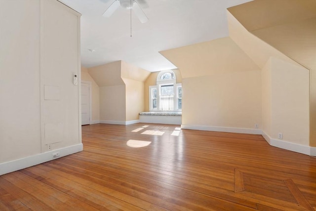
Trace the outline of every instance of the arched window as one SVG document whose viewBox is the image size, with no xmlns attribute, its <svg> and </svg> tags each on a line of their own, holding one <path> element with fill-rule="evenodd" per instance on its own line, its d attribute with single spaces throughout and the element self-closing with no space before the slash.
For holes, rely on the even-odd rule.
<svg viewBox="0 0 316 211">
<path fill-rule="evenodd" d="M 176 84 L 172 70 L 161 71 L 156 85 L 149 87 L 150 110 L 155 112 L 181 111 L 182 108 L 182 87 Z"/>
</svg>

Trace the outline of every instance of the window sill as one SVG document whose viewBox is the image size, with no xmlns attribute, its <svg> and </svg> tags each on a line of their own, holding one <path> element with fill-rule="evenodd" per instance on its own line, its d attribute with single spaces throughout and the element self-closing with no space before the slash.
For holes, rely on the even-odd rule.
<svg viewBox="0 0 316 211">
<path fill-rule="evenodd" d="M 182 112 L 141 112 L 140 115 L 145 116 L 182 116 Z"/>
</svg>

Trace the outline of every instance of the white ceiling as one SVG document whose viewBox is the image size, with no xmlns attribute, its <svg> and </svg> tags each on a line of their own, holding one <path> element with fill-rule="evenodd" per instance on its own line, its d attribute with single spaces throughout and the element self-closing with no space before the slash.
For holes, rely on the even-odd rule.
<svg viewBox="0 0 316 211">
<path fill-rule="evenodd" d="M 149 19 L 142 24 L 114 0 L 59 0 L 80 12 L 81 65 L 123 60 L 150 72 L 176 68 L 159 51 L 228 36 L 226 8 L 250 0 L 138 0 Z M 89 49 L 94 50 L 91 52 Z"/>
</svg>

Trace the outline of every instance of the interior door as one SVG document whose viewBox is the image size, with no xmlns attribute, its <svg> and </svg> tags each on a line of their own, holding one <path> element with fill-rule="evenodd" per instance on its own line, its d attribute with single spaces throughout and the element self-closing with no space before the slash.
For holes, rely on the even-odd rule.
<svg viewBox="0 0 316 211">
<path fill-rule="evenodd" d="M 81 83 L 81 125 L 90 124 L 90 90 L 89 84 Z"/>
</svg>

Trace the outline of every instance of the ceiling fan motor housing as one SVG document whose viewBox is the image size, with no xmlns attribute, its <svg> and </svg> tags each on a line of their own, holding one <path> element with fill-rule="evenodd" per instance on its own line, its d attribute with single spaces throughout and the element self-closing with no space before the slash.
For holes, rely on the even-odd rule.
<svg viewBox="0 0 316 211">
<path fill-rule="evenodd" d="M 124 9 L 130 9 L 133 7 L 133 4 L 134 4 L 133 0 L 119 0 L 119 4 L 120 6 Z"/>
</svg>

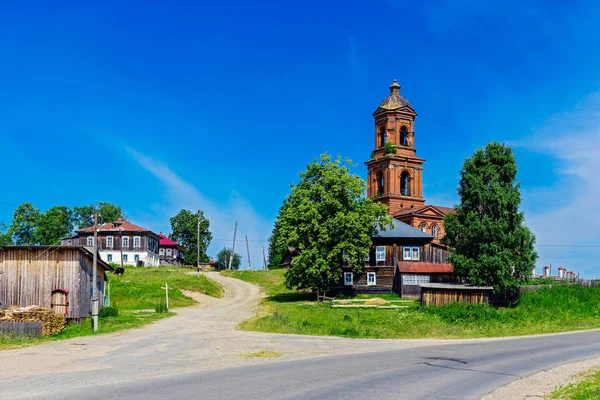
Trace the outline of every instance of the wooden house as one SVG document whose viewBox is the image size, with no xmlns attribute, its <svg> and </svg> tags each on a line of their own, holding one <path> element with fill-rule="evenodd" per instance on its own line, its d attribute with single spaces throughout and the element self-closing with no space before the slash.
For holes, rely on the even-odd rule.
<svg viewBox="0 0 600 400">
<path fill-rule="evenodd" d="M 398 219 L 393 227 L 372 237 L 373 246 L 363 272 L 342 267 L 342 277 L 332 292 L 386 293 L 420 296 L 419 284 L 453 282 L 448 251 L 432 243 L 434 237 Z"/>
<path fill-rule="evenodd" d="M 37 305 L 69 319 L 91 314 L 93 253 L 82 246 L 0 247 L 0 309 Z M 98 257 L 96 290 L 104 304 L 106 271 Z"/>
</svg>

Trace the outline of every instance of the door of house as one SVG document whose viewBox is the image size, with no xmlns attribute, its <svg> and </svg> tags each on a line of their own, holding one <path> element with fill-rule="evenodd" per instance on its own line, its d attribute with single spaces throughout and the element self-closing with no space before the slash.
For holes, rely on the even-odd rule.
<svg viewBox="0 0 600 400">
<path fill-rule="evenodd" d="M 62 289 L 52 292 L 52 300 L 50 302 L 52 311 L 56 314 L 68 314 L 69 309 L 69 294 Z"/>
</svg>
__________
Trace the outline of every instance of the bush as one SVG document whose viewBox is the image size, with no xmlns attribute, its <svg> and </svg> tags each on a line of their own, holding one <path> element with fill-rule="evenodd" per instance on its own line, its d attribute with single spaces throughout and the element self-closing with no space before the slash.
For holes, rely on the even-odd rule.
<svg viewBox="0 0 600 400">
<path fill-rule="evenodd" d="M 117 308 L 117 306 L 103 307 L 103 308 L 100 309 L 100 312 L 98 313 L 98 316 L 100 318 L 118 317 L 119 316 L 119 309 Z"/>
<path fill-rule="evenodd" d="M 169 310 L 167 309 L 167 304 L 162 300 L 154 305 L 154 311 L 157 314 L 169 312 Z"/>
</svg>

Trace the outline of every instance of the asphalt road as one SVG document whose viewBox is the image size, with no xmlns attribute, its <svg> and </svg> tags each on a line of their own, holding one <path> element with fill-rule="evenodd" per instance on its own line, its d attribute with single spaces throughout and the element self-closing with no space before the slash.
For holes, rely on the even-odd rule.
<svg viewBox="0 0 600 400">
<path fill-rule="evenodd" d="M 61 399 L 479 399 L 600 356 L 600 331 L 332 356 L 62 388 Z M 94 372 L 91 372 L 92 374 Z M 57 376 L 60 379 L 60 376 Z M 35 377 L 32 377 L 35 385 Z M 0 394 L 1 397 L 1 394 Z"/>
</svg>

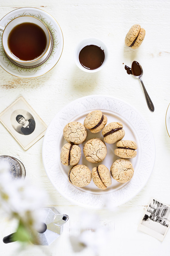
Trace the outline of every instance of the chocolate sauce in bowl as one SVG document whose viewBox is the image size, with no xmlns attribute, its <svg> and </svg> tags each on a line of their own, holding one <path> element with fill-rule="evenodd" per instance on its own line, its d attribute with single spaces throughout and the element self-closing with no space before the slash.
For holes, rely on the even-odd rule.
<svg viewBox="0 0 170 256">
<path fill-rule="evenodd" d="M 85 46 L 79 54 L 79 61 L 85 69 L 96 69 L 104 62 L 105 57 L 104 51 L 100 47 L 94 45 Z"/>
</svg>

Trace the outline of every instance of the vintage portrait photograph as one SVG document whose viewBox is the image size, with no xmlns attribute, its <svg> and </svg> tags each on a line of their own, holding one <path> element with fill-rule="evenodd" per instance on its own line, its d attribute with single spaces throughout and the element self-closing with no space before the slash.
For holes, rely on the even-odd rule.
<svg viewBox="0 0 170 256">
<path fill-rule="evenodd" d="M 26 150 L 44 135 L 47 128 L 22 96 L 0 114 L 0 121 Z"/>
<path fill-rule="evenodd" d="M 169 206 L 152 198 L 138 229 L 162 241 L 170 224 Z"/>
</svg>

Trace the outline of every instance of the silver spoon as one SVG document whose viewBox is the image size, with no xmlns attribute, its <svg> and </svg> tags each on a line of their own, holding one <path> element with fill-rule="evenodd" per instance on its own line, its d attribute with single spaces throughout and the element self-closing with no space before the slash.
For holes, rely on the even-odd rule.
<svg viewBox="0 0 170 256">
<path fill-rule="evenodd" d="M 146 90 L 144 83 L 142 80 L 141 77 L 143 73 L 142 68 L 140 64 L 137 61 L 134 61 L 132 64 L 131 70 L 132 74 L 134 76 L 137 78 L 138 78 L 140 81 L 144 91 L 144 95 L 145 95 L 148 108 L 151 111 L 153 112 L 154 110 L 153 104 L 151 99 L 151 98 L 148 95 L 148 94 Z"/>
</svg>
__________
### Directions for this task
Quote each line of the material above that includes the string "door".

### Answer to this problem
Trace the outline of every instance of the interior door as one SVG document whose viewBox is the image size, with no xmlns attribute, its <svg> and </svg> tags each on a line of their own, holding one <path> element with fill-rule="evenodd" per instance on its own line, its d attribute with single spaces throughout and the element self-closing with no space before the slash.
Trace the outline of every instance of the door of house as one SVG document whose viewBox is the image size, with no xmlns attribute, its <svg> and </svg> tags each on a line of their own, holding one <path> element with fill-rule="evenodd" per instance on its own line, its d attribute with single spaces throughout and the element self-closing with no space before the slash.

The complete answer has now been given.